Excerpt:
<<<<
Forget about volume. If there are 10,000 searches for a broad keyword like shorts, um, and you don't convert many of those, uh, but uh, a more specific keyword, I don't know, maybe, um, uh, I don't know, kids shorts. It's very specific and it attracts a specific audience of people who are looking for kids' shorts, and that keyword converts for you.

Don't optimize your page for shorts, optimize it for kids' shorts. Yeah, you'll get fewer hits, but the hits that you do get will be better qualified. The click-through rate will stay higher in the search results. And Google will really note that u r l was the most helpful to the people that you were actually trying to get to it.

Um, so I'd say start with data first, whether it's through search console, uh, Google Analytics data, your Google, uh, ads, search term history, whatever. Um, take all of that and start there. Match those search terms up to the pages you already have, and work on those pages first. Once you've fully optimized every page on yours.

And by the way, that process as you're going through it, whether it's just a Google sheet or an Excel sheet, you know, starts with the URL and then page title, focus, keyword word, um, page description, heading tags, subheading, subheading, subheading, image, name, all of the different SEO O attributes, image alt attributes.

All of those things can be tracked in one single sheet if you're bootstrapping it instead of using the software. Um, so you, as you list all of the pages that you currently have and all of the keywords you want those pages, to appear for, and then start working through each column to get it optimized and then publish it, that's kind of a.

that's kind of a phase one in any sort of SEO timeline let's, let's optimize the pages we already have first, and then let's expand. Now, let's go out to some of these keyword tools. Let's use answer the public and sem rush and mm-hmm. , HRES conductor, bright Edge, whatever you wanna use. And let's, let's pull an aggregate, all of our competing keywords, SimilarWeb, and it's a crazy tool for this now too, by the way.
>>>>
(Data listing)
<<<<
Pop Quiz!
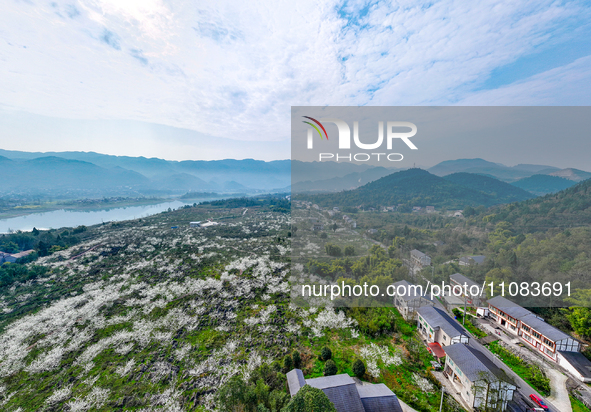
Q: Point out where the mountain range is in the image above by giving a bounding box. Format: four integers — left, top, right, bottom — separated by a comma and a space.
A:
291, 159, 591, 196
302, 168, 534, 209
0, 150, 291, 197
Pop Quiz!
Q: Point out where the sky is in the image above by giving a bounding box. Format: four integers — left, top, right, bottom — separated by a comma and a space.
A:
0, 0, 591, 160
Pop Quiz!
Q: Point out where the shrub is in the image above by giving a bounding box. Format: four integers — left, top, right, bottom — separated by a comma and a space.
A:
284, 385, 337, 412
283, 355, 293, 373
320, 346, 332, 361
292, 351, 302, 369
324, 359, 337, 376
353, 359, 365, 379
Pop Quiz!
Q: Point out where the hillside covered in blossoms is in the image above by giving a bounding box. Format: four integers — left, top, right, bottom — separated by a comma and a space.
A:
0, 206, 453, 411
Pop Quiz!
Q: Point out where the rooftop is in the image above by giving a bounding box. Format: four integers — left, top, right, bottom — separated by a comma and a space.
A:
417, 306, 466, 338
488, 296, 532, 319
559, 351, 591, 378
443, 343, 509, 382
286, 369, 403, 412
449, 273, 480, 288
392, 280, 431, 300
519, 314, 572, 342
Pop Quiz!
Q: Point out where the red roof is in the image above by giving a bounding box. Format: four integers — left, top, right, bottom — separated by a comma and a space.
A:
429, 342, 445, 358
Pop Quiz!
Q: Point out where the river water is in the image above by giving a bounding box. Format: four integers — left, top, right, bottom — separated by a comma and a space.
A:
0, 199, 214, 233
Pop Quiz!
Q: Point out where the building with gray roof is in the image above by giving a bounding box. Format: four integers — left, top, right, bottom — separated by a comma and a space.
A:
557, 351, 591, 383
449, 273, 483, 307
443, 343, 517, 411
417, 306, 469, 346
410, 249, 431, 267
487, 296, 532, 335
488, 296, 581, 362
287, 369, 402, 412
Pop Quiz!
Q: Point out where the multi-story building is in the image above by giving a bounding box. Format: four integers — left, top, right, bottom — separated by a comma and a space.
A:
392, 280, 434, 321
449, 273, 482, 307
410, 249, 431, 267
417, 306, 469, 346
488, 296, 591, 368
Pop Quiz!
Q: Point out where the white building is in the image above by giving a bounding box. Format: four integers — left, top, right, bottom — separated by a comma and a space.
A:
488, 296, 581, 366
392, 280, 434, 321
443, 343, 517, 411
449, 273, 482, 307
417, 306, 470, 347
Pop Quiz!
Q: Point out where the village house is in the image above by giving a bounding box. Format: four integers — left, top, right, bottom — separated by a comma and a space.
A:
0, 252, 16, 265
449, 273, 483, 307
417, 306, 469, 349
443, 343, 517, 411
410, 249, 431, 267
286, 369, 402, 412
392, 280, 434, 321
458, 255, 486, 266
488, 296, 591, 370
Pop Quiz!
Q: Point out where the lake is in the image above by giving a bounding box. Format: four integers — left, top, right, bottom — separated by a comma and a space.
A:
0, 198, 213, 233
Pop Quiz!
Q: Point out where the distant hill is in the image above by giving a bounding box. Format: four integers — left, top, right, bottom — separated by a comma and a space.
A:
512, 163, 560, 173
0, 156, 149, 194
292, 167, 392, 193
511, 175, 576, 196
0, 149, 290, 190
428, 159, 591, 183
487, 179, 591, 232
290, 159, 390, 184
548, 168, 591, 182
444, 172, 535, 203
298, 169, 528, 209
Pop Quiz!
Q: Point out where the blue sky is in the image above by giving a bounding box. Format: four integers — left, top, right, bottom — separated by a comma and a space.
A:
0, 0, 591, 160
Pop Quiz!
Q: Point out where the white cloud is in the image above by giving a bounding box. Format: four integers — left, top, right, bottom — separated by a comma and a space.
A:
459, 56, 591, 106
0, 0, 589, 145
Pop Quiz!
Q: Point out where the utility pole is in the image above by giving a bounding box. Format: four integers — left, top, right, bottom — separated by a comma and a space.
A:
462, 293, 468, 326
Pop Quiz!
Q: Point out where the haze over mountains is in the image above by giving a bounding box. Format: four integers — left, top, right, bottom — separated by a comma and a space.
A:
292, 159, 591, 198
308, 169, 534, 211
0, 150, 291, 197
0, 149, 591, 201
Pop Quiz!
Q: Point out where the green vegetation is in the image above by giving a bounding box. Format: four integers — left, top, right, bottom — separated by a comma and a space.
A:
353, 359, 365, 379
285, 385, 336, 412
511, 175, 576, 196
216, 364, 290, 412
324, 359, 337, 376
443, 172, 535, 203
302, 169, 533, 211
488, 341, 550, 396
200, 195, 291, 213
488, 179, 591, 233
569, 395, 591, 412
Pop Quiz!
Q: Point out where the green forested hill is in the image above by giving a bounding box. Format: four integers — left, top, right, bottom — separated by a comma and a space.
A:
511, 175, 576, 196
488, 179, 591, 232
444, 173, 535, 203
300, 169, 532, 209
>>>>
Stated problem 1: List the data sources the SEO talk recommends starting with before optimizing existing pages.
Stated problem 2: Take the SEO talk further, picking up right after its final sentence.

Exercise response 1: Search Console, Google Analytics data, and Google Ads search term history.

Exercise response 2:
So you take all of those search terms, right? You parse out all the brand names that still exist even after you run that little, you know, intersect to see, you know, the ones that are common among the competition. Uh, and then you take those, match 'em to the pages that you already have and say, okay, great.

Here are the ones that we already have and what's, what's missing from our site that our competitors are getting trafficked for that we aren't yet. Uh, maybe you're a spiral staircase company and you don't realize. , um, you know, the, the keywords that they're looking for are the use types like, um, spiral stairs for basement, for attic, for the library.

Mm-hmm.  for patio. Mm-hmm... Maybe that's how they're looking for the product that you sell, the uses of how they might use it. So you'll start to create content based on those uses. But to find out,  how they're, you know, finding you and how they're using it. You, you, you've gotta take a look at the, uh, the competitors reverse engineer their keywords, and then you have this universe of keywords.

And from that, you know,, you study the information, you find common themes, and then you build a new site map. Either to augment your existing or to completely flush your existing and come up with something that's even more, more structured and intuitive. If you're building your navigation and your website based on how people are searching for what you offer, then you are going to just own it in digital marketing.

But if you're building your website and launching content based on what you want to showcase, then it's a business card brochure website not meant for digital marketing, right? You should really build your navigation and your site based on how people are looking for what you are.  and, and building silos of content, starting with the most important, I mentioned spiral staircases, which might be a category.

And then under that category, it's spiral staircases for the basement, library deck, whatever, right? Um, as opposed to just, Hey, let's just throw this content on a blog post, since that's easy and quick and, you know, and what happens that gets buried over time in an r s s feed. It doesn't stay in the same silo.

And eventually, somebody sees.  from 10 years ago in the search results. I'm like, yeah, I don't think this is gonna be very helpful. Yeah. Yeah. So, so there's a lot of, a lot of lazy approaches in how keywords become content, that, that businesses should just take the three to six months they need to, to create.

That comprehensive roadmap so they never have to think about it again. They know exactly what pages they need to have created and nurture over time. Um, and then you just put 'em all on, on a calendar. You have somebody whose job is to go back in and, and every month make sure that those pages are performing well in terms of keyword rankings, driving leads, click-through, rates improving.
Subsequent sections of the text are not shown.